----- RECORDS FOR THE TASK -----
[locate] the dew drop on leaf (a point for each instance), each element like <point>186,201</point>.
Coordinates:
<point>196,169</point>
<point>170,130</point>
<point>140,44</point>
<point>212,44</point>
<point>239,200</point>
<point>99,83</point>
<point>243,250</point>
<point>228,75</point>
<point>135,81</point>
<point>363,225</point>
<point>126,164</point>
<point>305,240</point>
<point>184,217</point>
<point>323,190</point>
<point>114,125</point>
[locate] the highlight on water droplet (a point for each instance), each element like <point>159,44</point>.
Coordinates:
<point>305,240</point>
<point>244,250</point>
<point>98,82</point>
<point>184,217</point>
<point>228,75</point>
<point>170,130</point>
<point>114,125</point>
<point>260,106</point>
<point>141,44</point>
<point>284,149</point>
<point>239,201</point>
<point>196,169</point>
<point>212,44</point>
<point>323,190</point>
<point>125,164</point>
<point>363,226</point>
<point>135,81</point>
-----
Lines in the records above that carry the word "like" are to be located and copied.

- [OUTPUT OF THE EXERCISE]:
[locate] the dew drop on leaf (a point for each instance), each element like <point>186,201</point>.
[locate] the highlight on water droplet (a point for each instance), each element like <point>159,44</point>.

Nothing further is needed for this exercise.